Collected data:

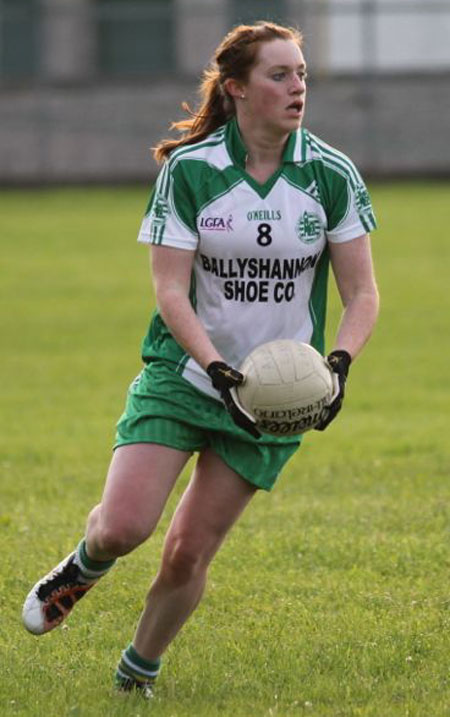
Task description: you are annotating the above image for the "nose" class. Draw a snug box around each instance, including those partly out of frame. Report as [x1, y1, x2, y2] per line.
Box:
[290, 72, 305, 95]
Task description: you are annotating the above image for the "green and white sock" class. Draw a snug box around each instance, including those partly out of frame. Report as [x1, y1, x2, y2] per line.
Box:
[73, 538, 116, 582]
[115, 644, 161, 688]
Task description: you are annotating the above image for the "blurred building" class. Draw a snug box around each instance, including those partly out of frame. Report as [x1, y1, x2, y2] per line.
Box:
[0, 0, 449, 183]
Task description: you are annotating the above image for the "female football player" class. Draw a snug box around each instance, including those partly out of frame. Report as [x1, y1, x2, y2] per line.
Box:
[23, 21, 379, 698]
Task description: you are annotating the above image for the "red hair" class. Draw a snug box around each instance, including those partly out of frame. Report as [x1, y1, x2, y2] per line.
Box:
[153, 21, 303, 163]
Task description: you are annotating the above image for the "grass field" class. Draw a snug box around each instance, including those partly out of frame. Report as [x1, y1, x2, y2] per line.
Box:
[1, 183, 449, 717]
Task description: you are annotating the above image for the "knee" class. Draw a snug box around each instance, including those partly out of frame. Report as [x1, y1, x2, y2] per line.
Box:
[88, 511, 150, 558]
[161, 536, 206, 586]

[Aim of the task] Although the records contain pictures, restate them word for word with those pictures left out.

[Result]
Task description: you are annotating the above image for the "nose" class. Draw a snug box around each instance, including those partly out of frame. Report as [x1, y1, x2, y2] per line.
Box:
[290, 72, 305, 95]
Task description: you are annotating the above image for the "green and white sock" class. Draw a snug box around each instance, including those partly out of frame. Report as [x1, y1, x2, y2] per line.
Box:
[73, 538, 116, 582]
[115, 644, 161, 688]
Task description: you are annotating the above image for the "blurred building" class. Draw a snug box around each instance, including those partly out of frame. Report as [x1, y1, x2, y2] per line.
Box:
[0, 0, 449, 183]
Task description: you are annotating the above image for the "female football player" class. Draw a snug box around each instance, including those partly out of frame. Report as [x1, y1, x2, y2] per line.
Box:
[23, 21, 379, 698]
Task description: you are annotating the above image for the "red hair" class. Draw a snug box around each instance, including those partly out of frame. Report as [x1, y1, x2, y2] per line.
Box:
[153, 21, 303, 163]
Task description: you are annotating the above image for the "grass field" class. Draw a snug box around each instance, including those partly out of frame. Report as [x1, y1, x2, y2] per line.
Box:
[1, 183, 449, 717]
Task description: you are annotating the above image for the "knee" class. Draw a snug box around each instance, including those partly out of frame. Report as [x1, y1, x2, y2] per line.
Box:
[88, 511, 150, 558]
[161, 536, 206, 586]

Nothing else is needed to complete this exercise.